* _Page excerpt_
━━━━━━━━━━━━━━━━━━━━

High throughput DNA sequencing is essential to a broad array of genomic studies, such as whole genome and metagenome sequencing, expression profiling of mRNAs and miRNAs, discovery of alternatively spliced and polyadenylated transcripts, histone and chromatin changes involved in epigenetic events, and identification of binding sites for transcription factors and RNA binding proteins. Sequencing of individual human genomes is especially appealing, with its potentially unlimited but as yet unachieved promise for personalized medicine.
Given the ever-growing importance of high throughput DNA sequencing for biological and anthropological research, agriculture and medicine, there is a need for sequencing technologies that are low-cost and rapid on the one hand, and have high sensitivity and accuracy on the other. Sequencing by Synthesis (SBS) has driven much of the “next generation” sequencing technology, allowing the field to approach the $100,000 Genome [Fuller et al. 2009, Hawkins et al. 2010, Morozova at al. 2009, and Park 2009]. With further improvements in nucleotide incorporation detection methods, SBS could be an engine that drives third-generation platforms leading to the reality of the “$1,000 Genome”. At the same time, since non-fluorescent detection approaches are likely to decrease the cost of obtaining data by avoiding expensive cameras and imaging tools, SBS also offers the possibility of high sensitivity, leading to both longer reads and permitting single molecule sequencing, thereby removing one of the most time-consuming and biased steps—the generation and amplification of DNA templates.

━━━━━━━━━━━━━━━━━━━━

Stored data entries:
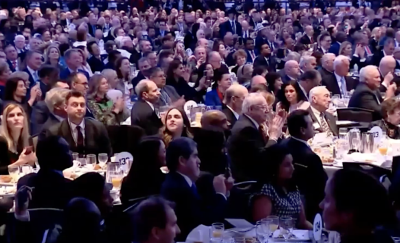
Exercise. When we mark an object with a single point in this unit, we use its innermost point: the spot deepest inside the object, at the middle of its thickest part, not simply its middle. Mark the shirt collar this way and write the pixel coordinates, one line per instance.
(234, 112)
(73, 126)
(254, 122)
(187, 179)
(150, 104)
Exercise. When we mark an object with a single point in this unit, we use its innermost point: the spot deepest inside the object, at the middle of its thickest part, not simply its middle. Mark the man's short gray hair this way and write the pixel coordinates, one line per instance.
(250, 100)
(55, 97)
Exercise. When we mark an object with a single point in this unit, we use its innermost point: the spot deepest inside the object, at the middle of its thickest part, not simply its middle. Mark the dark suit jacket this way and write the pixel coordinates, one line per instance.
(143, 116)
(366, 98)
(309, 175)
(245, 147)
(229, 116)
(65, 73)
(189, 208)
(330, 119)
(52, 190)
(96, 137)
(332, 84)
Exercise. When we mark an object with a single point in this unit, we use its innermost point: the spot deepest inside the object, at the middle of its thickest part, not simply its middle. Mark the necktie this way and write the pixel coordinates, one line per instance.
(324, 124)
(79, 141)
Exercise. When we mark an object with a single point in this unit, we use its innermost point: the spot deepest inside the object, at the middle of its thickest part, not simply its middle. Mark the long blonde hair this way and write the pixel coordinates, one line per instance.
(23, 139)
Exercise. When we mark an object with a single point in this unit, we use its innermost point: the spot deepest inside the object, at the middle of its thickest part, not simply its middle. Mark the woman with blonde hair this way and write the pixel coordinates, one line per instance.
(14, 139)
(102, 107)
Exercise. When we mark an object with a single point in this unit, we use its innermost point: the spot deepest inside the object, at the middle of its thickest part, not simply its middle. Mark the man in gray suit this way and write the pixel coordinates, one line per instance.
(169, 96)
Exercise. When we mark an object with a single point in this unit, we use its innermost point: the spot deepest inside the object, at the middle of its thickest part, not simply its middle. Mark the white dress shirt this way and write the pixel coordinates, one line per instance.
(74, 131)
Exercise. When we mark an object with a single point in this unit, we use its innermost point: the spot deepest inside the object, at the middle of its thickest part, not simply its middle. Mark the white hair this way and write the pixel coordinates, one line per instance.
(250, 100)
(317, 90)
(339, 60)
(55, 97)
(306, 59)
(365, 71)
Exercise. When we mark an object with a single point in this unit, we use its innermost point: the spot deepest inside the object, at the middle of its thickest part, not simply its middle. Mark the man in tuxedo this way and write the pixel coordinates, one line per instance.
(12, 58)
(144, 113)
(367, 95)
(249, 137)
(291, 71)
(231, 25)
(309, 174)
(233, 101)
(319, 103)
(388, 49)
(51, 189)
(339, 83)
(265, 59)
(84, 135)
(73, 61)
(327, 65)
(179, 187)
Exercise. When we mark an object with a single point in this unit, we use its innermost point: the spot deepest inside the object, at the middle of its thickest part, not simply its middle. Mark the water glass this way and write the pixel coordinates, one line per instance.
(286, 225)
(91, 161)
(103, 158)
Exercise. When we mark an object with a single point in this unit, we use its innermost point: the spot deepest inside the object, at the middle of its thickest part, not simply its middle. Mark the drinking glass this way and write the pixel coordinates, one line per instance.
(90, 161)
(217, 231)
(274, 222)
(103, 158)
(13, 171)
(286, 226)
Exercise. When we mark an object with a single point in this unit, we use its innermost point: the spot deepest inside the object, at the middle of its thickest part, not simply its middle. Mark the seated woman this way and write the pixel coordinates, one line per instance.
(102, 107)
(279, 196)
(177, 125)
(357, 206)
(215, 97)
(15, 92)
(14, 139)
(391, 118)
(292, 98)
(145, 177)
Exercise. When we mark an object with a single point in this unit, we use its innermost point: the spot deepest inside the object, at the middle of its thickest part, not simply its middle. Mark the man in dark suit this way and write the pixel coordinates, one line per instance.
(233, 101)
(367, 95)
(84, 135)
(319, 103)
(338, 82)
(309, 174)
(249, 137)
(179, 187)
(265, 59)
(72, 59)
(144, 113)
(51, 189)
(231, 25)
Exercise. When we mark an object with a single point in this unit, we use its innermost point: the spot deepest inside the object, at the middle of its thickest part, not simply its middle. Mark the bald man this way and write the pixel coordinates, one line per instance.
(386, 69)
(233, 101)
(143, 112)
(291, 71)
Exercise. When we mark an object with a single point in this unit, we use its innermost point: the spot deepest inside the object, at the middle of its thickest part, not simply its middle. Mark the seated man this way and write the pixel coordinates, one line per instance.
(179, 187)
(319, 102)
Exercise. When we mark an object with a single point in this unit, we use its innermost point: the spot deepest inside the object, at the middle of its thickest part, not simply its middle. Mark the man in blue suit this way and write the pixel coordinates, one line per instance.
(73, 61)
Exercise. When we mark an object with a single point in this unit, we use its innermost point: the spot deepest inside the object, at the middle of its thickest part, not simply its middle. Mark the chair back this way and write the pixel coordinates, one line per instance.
(354, 114)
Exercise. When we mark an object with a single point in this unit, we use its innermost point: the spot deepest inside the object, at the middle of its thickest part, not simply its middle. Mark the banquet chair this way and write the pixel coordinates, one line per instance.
(354, 114)
(370, 169)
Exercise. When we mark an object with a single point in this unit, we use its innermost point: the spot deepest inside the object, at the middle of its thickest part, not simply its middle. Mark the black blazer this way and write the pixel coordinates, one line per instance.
(366, 98)
(332, 84)
(144, 116)
(189, 208)
(309, 175)
(245, 147)
(229, 116)
(330, 119)
(96, 137)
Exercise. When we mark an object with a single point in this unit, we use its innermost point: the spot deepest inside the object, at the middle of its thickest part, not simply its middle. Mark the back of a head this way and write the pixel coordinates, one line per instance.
(53, 153)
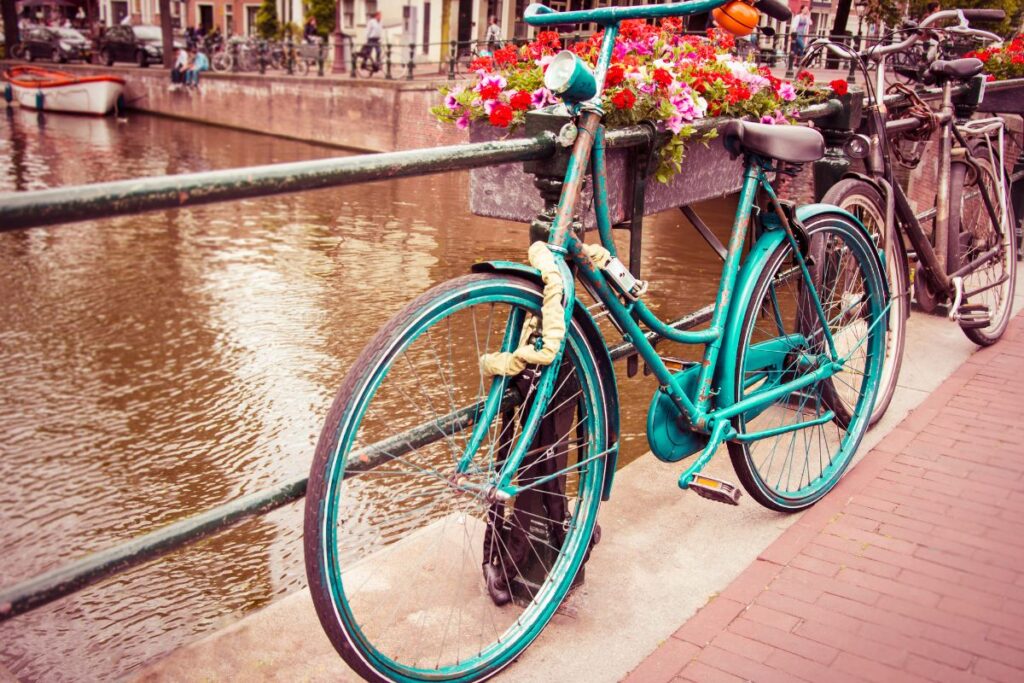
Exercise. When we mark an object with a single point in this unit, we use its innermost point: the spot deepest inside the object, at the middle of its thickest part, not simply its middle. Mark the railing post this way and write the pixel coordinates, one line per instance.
(837, 129)
(791, 56)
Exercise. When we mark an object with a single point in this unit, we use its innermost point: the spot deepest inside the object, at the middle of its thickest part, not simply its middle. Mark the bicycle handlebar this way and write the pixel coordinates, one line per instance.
(984, 14)
(538, 14)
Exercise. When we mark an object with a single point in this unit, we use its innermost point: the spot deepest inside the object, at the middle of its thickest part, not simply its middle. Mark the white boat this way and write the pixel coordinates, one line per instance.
(50, 90)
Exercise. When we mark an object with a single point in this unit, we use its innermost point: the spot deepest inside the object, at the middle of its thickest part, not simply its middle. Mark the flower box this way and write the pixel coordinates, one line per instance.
(507, 191)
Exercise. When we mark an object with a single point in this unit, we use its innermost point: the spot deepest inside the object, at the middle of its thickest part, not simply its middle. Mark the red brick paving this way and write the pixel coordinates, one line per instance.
(911, 569)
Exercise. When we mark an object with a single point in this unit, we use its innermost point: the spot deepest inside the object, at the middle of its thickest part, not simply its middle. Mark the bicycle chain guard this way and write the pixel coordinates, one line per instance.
(669, 434)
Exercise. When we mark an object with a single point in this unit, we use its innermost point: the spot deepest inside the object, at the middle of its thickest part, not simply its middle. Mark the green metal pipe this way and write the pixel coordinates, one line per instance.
(60, 205)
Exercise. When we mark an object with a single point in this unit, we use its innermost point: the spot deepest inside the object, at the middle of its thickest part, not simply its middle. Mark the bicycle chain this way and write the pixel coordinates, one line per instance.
(927, 123)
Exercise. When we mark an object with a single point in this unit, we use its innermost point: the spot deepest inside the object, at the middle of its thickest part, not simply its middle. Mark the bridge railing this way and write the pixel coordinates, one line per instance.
(53, 207)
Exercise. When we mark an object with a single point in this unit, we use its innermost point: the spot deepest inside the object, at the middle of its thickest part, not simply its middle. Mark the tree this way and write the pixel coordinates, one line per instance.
(267, 25)
(326, 12)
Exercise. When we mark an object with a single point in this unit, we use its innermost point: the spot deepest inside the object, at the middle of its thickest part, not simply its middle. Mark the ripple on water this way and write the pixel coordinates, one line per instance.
(156, 366)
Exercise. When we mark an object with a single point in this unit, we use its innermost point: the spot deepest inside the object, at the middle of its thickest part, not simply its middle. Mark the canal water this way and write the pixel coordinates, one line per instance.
(155, 366)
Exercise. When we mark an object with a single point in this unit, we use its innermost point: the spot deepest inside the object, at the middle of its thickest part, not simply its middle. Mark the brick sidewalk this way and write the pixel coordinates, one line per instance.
(911, 569)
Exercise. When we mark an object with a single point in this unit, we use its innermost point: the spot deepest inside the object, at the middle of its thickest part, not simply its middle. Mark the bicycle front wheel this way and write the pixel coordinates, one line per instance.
(864, 202)
(396, 547)
(809, 435)
(975, 232)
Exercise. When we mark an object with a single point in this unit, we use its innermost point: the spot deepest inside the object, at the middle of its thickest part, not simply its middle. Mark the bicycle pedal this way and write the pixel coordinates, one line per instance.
(974, 316)
(715, 489)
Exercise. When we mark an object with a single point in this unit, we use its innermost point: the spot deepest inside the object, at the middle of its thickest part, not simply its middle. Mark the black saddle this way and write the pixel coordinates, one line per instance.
(956, 70)
(792, 143)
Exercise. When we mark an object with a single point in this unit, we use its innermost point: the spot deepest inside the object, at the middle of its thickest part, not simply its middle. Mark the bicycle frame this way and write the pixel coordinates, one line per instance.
(879, 166)
(700, 412)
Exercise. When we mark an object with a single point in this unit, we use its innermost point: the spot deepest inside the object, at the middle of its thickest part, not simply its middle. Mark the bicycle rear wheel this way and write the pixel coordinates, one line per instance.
(988, 290)
(782, 338)
(394, 546)
(864, 202)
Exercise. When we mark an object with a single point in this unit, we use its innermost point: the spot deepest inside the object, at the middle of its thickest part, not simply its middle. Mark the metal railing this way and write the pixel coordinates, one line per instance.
(50, 207)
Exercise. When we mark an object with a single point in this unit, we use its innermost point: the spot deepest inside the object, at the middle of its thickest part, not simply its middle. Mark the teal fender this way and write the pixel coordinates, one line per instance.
(753, 265)
(602, 358)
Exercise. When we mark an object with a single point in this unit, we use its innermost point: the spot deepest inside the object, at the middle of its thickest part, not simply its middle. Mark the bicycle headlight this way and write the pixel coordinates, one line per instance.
(569, 77)
(857, 146)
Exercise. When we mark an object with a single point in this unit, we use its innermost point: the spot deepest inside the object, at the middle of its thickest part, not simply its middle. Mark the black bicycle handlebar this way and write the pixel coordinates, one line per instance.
(774, 9)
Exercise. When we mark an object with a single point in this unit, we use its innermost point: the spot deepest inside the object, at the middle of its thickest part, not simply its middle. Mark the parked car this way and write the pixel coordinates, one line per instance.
(54, 44)
(141, 44)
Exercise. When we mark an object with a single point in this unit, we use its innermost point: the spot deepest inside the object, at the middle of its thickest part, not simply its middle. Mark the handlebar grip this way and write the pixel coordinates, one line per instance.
(984, 14)
(536, 9)
(775, 9)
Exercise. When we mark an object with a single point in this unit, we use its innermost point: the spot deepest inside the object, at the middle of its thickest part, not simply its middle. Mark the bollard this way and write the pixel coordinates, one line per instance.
(851, 77)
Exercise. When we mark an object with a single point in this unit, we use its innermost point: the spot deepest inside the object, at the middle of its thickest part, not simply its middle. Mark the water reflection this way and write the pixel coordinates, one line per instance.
(156, 366)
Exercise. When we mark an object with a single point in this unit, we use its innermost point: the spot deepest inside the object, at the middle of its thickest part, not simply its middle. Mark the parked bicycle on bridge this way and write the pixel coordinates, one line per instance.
(478, 430)
(968, 263)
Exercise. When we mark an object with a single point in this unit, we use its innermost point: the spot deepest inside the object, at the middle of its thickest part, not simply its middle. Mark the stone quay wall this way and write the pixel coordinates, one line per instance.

━━━━━━━━━━━━━━━━━━━━

In the DNA sequencing passage, what cost milestone has Sequencing by Synthesis allowed the field to approach?

The $100,000 Genome.